» **Given passage**
[Start of section]

Even if Orwell and Hayek may have had different opinions about the actual rules of both “orders”, they have in common that they suggest that there is something essential in the micro-cosmos, a point denied by those elevating sainthood to the ideal.

Monthly book roundup

Books finished in July:
(Warning: reviews are unpolished and quickly written.)

  • From Fatwa to Jihad: The Rushdie Affair and Its Aftermath by Kenan Malik. Malik, a psychologist and writer living in Britain, son of an Indian Hindu-Muslim couple, was shocked by the burning of Salman Rushdie’s book The Satanic Verses in Bradford in 1989, and it is never any doubt that his sympathy is with the freedom of speech and against making exceptions to that, to any religious or political side. He makes several good points:
    -Rushdie early on an outspoken anti-racism, anti-imperialism voice.
    -multiculturalism in Britain imposed from above, not broadly demanded from below.
    -multiculturalism restraining youth to live within boundaries and rules the British society had in many cases discarded.
    -diversity of views within communities, evidence from surveys. Mullahs, etc often not representative.

[End of section]

» **Extracted data**
[Start of section]

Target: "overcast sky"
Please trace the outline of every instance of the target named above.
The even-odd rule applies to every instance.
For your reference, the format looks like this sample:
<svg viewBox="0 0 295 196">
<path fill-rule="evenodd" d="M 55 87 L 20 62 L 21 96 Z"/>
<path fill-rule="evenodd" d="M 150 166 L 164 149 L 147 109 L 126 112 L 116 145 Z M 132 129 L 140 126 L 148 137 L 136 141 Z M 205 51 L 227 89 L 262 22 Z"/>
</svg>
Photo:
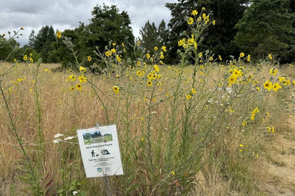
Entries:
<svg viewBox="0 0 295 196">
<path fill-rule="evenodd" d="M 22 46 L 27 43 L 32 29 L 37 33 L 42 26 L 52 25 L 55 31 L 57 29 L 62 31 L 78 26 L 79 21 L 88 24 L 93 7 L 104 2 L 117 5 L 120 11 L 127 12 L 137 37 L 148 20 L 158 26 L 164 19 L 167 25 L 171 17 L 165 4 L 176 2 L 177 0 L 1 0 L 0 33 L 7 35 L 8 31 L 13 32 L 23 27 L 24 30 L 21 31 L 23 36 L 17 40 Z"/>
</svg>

[End of section]
[Start of section]

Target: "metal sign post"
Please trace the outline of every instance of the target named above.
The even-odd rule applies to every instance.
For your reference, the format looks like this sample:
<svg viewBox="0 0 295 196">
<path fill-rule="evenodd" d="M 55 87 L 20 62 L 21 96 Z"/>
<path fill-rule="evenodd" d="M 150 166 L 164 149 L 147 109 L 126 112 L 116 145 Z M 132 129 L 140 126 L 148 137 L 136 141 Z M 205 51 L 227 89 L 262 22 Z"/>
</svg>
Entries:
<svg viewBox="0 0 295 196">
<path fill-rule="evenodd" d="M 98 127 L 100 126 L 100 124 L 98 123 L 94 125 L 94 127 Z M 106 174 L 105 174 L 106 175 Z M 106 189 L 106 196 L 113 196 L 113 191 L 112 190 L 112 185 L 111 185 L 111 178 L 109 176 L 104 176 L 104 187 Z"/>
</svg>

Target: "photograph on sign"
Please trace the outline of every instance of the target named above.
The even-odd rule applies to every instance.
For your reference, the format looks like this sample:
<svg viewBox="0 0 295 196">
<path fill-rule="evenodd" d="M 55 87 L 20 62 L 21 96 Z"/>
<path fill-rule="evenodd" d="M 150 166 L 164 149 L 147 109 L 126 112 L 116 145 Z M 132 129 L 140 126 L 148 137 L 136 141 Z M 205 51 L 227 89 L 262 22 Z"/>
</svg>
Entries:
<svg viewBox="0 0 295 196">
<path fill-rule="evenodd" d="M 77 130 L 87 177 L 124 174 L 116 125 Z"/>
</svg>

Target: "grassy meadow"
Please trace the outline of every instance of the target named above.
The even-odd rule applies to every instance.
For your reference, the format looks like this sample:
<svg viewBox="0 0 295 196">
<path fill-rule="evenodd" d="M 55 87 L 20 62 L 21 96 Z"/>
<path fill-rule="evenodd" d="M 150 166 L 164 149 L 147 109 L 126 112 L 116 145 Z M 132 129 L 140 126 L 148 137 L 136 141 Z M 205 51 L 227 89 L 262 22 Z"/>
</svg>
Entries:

[End of section]

» **Questions**
(1) Decide whether each statement agrees with the given passage. Answer yes or no for each, and quote the words of the passage that decide it.
(a) Kenan Malik's parents were an Indian Hindu-Muslim couple.
(b) The Satanic Verses was burned in London.
(c) According to the review, Malik holds that multiculturalism in Britain was broadly demanded from below.
(2) According to the given passage, in what year was Salman Rushdie's book burned in Bradford?
(3) Rewrite the entry in the given passage that begins "From Fatwa to Jihad," together with the points listed under it, as a short bulleted list that keeps its main facts.

» **Solutions for each task**
(1)
(a) Yes: "son of an Indian Hindu-Muslim couple"
(b) No: "in Bradford in 1989"
(c) No: "multiculturalism in Britain imposed from above, not broadly demanded from below"

(2) 1989

(3)
- Book: From Fatwa to Jihad: The Rushdie Affair and Its Aftermath, by Kenan Malik.
- Malik is a psychologist and writer living in Britain and the son of an Indian Hindu-Muslim couple.
- He was shocked by the 1989 burning of The Satanic Verses in Bradford.
- He sides with freedom of speech and opposes exceptions to it for any religious or political side.
- His points: Rushdie was early on an outspoken voice against racism and imperialism. Multiculturalism in Britain was imposed from above rather than broadly demanded from below. It kept youth within boundaries and rules that British society had often discarded. Surveys show a diversity of views within communities, and mullahs and similar figures are often not representative.